◆ EXERCISE
Report every line of the entries that contains the word "house", matching case.

(Object point labels)
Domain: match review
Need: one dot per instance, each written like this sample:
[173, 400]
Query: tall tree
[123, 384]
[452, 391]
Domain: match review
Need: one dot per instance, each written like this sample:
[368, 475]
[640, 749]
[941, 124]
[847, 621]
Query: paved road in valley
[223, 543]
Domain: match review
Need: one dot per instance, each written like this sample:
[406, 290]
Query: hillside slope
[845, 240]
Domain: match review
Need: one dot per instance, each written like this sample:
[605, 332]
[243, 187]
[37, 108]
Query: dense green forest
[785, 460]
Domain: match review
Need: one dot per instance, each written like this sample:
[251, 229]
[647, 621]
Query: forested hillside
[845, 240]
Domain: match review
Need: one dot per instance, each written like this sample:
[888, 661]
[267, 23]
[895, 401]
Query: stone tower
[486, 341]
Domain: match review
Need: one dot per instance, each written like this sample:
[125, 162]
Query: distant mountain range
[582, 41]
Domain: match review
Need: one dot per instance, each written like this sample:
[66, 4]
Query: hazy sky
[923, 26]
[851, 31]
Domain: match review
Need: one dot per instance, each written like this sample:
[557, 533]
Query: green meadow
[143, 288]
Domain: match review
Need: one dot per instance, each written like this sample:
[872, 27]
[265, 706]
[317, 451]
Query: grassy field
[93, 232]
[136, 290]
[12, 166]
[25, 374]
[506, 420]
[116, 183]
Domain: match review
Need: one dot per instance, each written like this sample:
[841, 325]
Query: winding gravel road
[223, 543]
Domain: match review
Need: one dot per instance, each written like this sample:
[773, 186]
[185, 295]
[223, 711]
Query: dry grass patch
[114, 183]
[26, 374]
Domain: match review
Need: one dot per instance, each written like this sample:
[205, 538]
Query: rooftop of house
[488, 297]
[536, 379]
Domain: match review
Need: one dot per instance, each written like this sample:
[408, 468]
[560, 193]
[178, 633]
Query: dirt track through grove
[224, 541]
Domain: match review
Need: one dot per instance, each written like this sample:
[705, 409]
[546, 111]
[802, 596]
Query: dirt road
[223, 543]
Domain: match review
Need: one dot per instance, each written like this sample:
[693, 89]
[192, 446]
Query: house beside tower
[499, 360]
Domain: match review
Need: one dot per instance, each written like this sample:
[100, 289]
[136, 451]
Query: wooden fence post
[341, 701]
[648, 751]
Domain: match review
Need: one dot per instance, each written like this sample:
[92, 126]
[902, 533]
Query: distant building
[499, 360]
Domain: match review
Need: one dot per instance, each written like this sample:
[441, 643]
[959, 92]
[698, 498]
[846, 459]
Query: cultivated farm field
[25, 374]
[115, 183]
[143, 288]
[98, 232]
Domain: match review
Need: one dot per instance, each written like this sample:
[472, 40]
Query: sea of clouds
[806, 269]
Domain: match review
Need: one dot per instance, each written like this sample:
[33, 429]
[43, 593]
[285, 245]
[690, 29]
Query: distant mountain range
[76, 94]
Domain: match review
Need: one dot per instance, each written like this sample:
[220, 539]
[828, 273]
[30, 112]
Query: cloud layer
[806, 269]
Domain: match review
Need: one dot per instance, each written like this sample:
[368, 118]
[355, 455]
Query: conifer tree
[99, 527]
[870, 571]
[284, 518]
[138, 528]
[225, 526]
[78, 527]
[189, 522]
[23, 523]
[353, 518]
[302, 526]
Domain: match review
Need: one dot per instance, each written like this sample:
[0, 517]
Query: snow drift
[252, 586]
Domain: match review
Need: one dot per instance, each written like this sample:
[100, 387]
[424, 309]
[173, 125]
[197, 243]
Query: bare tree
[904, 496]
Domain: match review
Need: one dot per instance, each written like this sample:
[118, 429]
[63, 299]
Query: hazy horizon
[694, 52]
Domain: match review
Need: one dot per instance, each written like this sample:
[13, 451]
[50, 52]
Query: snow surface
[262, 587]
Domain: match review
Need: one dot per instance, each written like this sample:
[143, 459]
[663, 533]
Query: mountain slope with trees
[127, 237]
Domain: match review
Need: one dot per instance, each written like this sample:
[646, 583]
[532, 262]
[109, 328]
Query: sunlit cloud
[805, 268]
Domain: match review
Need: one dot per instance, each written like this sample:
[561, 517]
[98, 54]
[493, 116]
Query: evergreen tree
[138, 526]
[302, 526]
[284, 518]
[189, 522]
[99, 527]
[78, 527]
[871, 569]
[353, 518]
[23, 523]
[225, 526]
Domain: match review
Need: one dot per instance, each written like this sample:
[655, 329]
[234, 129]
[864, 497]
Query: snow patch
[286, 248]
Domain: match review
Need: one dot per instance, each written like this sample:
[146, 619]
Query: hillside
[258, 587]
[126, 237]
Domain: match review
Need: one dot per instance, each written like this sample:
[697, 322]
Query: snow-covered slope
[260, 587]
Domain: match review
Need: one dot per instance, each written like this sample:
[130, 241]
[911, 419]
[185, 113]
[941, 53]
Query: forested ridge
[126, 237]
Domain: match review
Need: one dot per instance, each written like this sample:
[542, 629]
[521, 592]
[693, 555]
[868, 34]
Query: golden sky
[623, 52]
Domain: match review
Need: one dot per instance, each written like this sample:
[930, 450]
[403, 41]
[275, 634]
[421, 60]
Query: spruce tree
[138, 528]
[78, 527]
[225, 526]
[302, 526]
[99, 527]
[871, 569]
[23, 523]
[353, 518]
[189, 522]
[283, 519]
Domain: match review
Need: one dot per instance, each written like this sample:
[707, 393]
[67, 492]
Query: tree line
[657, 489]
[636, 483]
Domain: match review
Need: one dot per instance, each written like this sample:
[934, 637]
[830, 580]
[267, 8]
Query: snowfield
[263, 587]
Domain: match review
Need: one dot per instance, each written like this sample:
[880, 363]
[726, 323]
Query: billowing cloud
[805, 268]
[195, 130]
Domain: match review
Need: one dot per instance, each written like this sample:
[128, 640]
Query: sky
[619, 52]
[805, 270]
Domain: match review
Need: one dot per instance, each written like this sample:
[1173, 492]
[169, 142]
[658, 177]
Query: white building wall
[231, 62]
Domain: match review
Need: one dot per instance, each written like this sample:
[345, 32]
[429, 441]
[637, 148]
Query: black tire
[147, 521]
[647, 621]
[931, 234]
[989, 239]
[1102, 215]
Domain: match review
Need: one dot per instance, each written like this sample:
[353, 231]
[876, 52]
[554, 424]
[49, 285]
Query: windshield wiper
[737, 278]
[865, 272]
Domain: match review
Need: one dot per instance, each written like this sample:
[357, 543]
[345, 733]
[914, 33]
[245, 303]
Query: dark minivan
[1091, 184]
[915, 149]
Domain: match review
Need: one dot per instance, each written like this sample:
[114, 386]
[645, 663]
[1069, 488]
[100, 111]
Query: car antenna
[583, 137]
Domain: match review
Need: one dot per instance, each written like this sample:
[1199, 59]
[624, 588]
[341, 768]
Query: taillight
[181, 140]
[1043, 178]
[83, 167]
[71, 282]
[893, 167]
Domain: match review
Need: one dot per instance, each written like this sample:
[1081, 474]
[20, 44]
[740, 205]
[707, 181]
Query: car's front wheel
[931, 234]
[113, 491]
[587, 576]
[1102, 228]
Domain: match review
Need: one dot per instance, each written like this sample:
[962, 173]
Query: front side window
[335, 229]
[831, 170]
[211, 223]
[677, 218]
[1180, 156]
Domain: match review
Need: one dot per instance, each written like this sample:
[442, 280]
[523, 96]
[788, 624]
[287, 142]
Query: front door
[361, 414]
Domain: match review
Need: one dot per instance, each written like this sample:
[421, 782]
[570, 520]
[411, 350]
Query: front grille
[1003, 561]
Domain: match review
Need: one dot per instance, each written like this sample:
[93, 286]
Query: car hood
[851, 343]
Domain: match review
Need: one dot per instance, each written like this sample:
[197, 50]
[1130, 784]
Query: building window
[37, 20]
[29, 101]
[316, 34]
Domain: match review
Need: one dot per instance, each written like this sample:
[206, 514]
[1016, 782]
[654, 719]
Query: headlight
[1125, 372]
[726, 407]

◆ REPLY TO THE TASK
Query: rooftop of house
Query: house beside tower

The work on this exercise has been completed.